• _STATED EXERCISE_: Please copy the material below word for word, leaving out the pictures.

Start

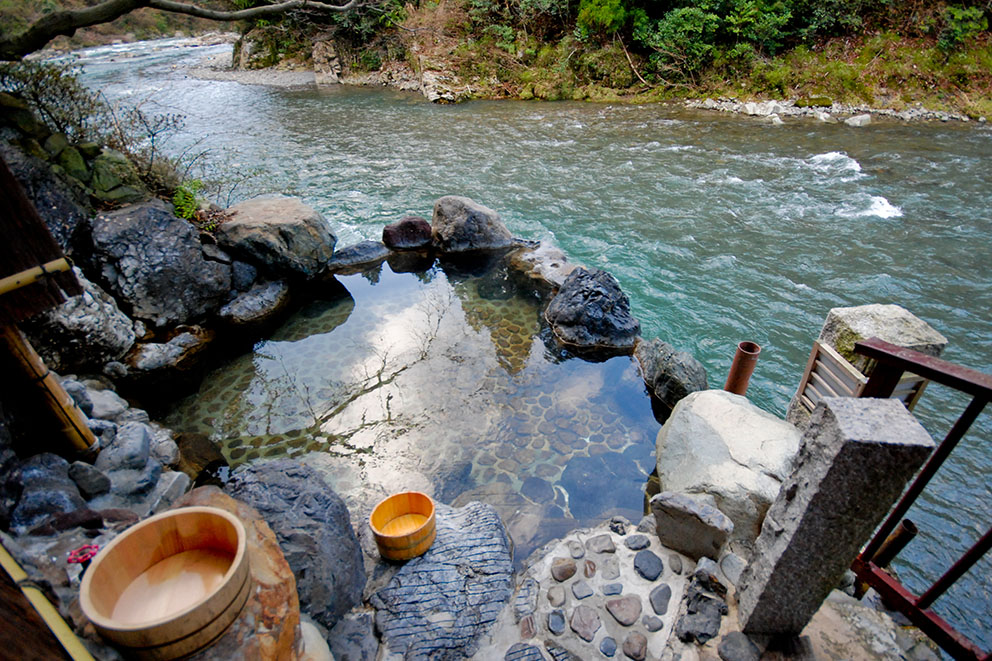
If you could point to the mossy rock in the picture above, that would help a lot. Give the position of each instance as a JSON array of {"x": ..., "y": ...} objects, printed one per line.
[
  {"x": 72, "y": 162},
  {"x": 112, "y": 169},
  {"x": 815, "y": 102}
]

End

• _ANSWER TO THE PROBLEM_:
If you could point to the mossy rock in the picture above, that would help a lot. Give the position of each instance as a JSON array of {"x": ..., "y": ...} objects, printed one per line.
[
  {"x": 72, "y": 162},
  {"x": 112, "y": 169},
  {"x": 815, "y": 102}
]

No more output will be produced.